▶ _Problem description_
Copy the listing below line for line, changing nothing.

Segmentation labeling listing:
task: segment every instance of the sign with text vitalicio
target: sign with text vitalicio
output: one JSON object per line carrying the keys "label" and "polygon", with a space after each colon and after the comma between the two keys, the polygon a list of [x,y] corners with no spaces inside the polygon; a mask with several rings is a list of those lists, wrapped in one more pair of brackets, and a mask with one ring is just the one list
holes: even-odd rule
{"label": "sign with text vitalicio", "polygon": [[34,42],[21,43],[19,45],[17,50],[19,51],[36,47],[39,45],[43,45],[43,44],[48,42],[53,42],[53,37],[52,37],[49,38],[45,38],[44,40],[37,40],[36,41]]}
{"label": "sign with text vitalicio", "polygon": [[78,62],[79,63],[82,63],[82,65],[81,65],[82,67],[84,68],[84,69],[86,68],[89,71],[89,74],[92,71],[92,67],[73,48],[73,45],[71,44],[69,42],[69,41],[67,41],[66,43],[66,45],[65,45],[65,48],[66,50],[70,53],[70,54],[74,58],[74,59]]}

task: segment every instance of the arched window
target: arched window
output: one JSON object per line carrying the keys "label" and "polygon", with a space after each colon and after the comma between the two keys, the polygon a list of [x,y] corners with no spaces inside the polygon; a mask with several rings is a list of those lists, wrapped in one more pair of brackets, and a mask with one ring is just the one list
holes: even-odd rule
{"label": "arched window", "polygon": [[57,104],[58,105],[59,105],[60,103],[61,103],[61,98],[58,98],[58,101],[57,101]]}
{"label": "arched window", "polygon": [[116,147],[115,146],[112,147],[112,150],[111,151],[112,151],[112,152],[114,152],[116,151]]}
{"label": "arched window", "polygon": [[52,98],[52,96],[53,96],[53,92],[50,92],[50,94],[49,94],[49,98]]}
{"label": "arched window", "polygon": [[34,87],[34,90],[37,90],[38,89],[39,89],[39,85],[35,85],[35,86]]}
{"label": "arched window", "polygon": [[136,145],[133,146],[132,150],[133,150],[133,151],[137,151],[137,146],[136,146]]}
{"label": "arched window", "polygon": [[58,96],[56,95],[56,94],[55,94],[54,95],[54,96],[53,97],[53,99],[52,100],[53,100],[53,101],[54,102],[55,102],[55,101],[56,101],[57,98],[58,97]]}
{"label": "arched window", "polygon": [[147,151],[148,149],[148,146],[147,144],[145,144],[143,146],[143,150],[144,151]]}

▶ _Written answer_
task: segment every instance of the sign with text vitalicio
target: sign with text vitalicio
output: one JSON object per line carrying the keys "label" and "polygon", with a space after each colon and after the comma between the two keys, the polygon a list of [x,y] corners with no spaces inside the polygon; a mask with several rings is a list of those lists, wrapped in one more pair of brackets, and a mask with one ring is just the one list
holes: even-odd rule
{"label": "sign with text vitalicio", "polygon": [[34,42],[21,43],[19,45],[17,50],[19,51],[36,47],[39,45],[43,45],[43,44],[48,42],[53,42],[53,37],[52,37],[49,38],[45,38],[44,40],[37,40],[36,41]]}
{"label": "sign with text vitalicio", "polygon": [[78,62],[79,63],[82,63],[82,65],[81,65],[82,67],[84,68],[84,69],[86,68],[89,71],[89,74],[92,71],[92,67],[73,48],[73,45],[71,44],[69,42],[69,41],[67,41],[66,43],[66,45],[65,45],[65,48],[66,50],[70,53],[70,54],[74,58],[74,59]]}

task: segment every instance of the arched window
target: arched window
output: one JSON object per line carrying the keys "label" and "polygon", with a space after each colon and after the comma between the two keys, the polygon a list of [x,y] corners with no spaces inside the polygon; a mask with several rings is a list of those lists, wrapped in one more pair of brackets, and a mask with one ring is just the one list
holes: even-odd rule
{"label": "arched window", "polygon": [[57,104],[58,105],[59,105],[60,103],[61,103],[61,98],[58,98],[58,101],[57,101]]}
{"label": "arched window", "polygon": [[116,147],[115,146],[112,147],[112,150],[111,151],[112,151],[112,152],[114,152],[116,151]]}
{"label": "arched window", "polygon": [[52,98],[52,96],[53,96],[53,92],[50,92],[50,94],[49,94],[49,98]]}
{"label": "arched window", "polygon": [[34,87],[34,90],[37,90],[38,89],[39,89],[39,85],[35,85],[35,86]]}
{"label": "arched window", "polygon": [[136,145],[133,146],[132,150],[133,150],[133,151],[137,151],[137,146],[136,146]]}
{"label": "arched window", "polygon": [[58,96],[56,95],[56,94],[55,94],[54,95],[54,96],[53,97],[53,99],[52,100],[53,100],[53,101],[54,102],[55,102],[55,101],[56,101],[57,98],[58,97]]}
{"label": "arched window", "polygon": [[147,151],[148,149],[148,146],[147,144],[145,144],[143,146],[143,150],[144,151]]}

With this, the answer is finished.